Reading text START

Our lingerie buying guide set dudes straight just as the Sadie Hawkins of sex parties arrived in L.A. Meanwhile, a KTLA anchorman confused Samuel L. Jackson with Laurence Fishburne.
L.A.’s earthquake drought ended with several earth-shakers, so we assembled a go-bag. A war broke out in Crimea and a Malaysian Airliner goes missing. Our executive editor penned a theory on what happened to it.
Season Seven of Mad Men premiered just after we visited the set to photograph their sunnies. We launched a sexy Spring Style Issue, and our first capsule collection. Meanwhile, in West Africa, Ebola literally went viral.
Wildfires raged across SoCal, while this shirtless man tried to pick up the reporter covering it. We published 37 Things A Man’s Gotta Do in Summer.
We sat at Plan Check and watched ze Germans thump Brazil. Then we needed a hangover cure, which came with a nurse and a needle. We also toured our city on bicycle and celebrated the 40th anniversary of Chinatown.
While everyone else dumped buckets of ice water on their heads, we grabbed drinks on rooftops. A few of us even sunbathed topless on rooftops. And some crazy fisherman caused a poor swimmer to be bitten by a great white shark.
The tiny fishing village of Los Angeles empties in August. Maybe it’s a status thing. We stuck around, and flew a hooverboard in San Diego. People used the Internet to find better camping sites. And there was the epic surf of Big Wednesday.
The Serial podcast phenomenon kept us in our cars well after we’d reached our destination. In that spirit, we gave you a list of things to listen to while driving. Then North Korea hacked Sony, but Seth Rogen’s film hit theaters anyway. To very lukewarm reviews.
And speaking of communism: Cuba, we’re coming to visit!

Reading text END
Data records START

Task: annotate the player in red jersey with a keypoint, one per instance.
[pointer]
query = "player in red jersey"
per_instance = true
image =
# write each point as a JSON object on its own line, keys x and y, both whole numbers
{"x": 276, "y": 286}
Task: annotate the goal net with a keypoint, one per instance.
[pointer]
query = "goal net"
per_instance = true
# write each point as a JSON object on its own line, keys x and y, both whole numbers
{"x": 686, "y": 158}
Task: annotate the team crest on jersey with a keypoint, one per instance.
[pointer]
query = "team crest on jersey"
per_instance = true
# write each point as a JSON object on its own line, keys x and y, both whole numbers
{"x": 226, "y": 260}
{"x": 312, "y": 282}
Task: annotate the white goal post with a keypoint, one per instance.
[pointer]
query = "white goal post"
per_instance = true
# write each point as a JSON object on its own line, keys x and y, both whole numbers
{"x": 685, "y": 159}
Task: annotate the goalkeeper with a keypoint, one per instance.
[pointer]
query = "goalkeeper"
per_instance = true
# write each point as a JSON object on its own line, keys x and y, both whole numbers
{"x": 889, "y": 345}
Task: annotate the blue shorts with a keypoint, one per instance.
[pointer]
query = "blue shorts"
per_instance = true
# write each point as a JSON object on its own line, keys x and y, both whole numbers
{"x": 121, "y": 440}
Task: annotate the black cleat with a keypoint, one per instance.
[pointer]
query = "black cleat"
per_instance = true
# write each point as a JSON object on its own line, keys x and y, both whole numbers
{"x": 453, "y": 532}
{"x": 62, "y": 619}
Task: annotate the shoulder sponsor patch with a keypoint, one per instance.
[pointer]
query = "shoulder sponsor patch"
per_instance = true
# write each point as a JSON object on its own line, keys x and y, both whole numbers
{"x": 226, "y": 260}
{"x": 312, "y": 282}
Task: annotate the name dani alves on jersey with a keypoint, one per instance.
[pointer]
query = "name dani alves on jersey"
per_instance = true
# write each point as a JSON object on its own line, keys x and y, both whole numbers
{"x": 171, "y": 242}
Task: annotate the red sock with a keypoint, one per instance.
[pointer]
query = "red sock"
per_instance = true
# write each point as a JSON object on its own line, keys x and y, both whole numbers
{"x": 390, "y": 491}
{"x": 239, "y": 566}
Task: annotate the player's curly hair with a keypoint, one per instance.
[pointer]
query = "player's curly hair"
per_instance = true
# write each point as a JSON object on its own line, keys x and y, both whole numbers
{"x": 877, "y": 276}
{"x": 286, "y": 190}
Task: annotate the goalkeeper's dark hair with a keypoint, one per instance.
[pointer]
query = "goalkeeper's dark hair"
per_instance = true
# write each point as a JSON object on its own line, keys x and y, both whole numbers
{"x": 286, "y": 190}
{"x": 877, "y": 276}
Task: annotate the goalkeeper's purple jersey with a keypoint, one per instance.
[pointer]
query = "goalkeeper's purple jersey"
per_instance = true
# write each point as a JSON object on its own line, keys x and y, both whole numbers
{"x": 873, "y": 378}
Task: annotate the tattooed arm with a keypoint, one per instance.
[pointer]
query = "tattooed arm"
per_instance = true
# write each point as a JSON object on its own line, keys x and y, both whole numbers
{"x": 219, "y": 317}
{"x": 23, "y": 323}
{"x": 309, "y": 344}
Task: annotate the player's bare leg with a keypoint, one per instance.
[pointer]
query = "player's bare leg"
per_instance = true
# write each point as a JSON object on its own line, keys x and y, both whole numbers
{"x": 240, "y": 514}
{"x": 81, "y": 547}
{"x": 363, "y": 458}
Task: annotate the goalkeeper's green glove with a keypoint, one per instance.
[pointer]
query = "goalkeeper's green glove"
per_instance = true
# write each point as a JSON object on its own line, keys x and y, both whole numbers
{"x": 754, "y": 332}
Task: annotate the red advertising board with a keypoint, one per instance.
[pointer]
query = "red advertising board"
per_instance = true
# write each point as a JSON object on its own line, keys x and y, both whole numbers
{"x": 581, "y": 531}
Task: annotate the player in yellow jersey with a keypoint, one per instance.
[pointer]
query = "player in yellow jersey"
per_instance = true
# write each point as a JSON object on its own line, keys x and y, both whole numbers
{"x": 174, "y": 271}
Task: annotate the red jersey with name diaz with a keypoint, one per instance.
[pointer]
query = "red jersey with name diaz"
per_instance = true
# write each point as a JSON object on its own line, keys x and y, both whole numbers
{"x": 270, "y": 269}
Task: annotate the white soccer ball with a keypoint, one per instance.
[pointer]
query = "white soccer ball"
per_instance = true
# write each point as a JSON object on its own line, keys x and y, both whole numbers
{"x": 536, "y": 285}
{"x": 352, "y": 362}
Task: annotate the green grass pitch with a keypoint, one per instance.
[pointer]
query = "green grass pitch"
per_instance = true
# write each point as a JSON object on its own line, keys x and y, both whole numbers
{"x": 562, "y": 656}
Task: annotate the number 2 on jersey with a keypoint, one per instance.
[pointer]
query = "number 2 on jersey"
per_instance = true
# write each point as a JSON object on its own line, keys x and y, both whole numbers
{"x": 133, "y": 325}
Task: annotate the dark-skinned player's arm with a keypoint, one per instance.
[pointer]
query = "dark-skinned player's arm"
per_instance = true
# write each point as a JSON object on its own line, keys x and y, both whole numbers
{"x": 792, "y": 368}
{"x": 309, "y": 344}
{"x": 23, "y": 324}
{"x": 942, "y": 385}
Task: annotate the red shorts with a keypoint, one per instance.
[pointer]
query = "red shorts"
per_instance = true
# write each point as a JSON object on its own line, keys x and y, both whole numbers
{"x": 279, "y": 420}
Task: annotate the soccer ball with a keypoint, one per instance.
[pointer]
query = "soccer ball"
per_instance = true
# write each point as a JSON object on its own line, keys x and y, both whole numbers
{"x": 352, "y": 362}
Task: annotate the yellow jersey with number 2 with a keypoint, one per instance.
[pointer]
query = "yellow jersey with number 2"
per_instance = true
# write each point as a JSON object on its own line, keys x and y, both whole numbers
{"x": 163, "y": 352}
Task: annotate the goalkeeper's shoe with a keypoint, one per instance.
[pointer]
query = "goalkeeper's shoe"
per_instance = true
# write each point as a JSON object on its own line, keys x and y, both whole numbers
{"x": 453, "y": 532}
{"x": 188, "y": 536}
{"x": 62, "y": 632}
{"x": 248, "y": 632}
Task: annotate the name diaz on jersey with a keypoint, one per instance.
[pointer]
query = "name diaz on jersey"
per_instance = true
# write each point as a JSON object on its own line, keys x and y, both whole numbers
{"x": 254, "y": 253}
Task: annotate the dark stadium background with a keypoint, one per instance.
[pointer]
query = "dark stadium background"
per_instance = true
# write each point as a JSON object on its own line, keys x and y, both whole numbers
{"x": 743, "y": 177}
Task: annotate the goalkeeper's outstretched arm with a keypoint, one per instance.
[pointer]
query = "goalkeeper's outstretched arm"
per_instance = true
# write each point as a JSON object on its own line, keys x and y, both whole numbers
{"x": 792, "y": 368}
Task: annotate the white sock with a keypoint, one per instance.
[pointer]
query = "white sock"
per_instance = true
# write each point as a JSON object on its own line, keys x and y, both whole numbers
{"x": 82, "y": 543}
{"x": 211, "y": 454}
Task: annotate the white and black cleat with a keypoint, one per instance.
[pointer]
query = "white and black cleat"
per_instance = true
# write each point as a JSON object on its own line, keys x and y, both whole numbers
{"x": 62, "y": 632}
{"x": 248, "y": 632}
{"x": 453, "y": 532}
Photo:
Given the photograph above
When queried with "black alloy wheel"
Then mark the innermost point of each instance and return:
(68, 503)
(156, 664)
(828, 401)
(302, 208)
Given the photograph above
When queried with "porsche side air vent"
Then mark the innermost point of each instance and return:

Data records END

▶ What needs to be done:
Copy the year-in-review text word for word, from "Season Seven of" to "Do in Summer.".

▶ Written solution:
Season Seven of Mad Men premiered just after we visited the set to photograph their sunnies. We launched a sexy Spring Style Issue, and our first capsule collection. Meanwhile, in West Africa, Ebola literally went viral.
Wildfires raged across SoCal, while this shirtless man tried to pick up the reporter covering it. We published 37 Things A Man’s Gotta Do in Summer.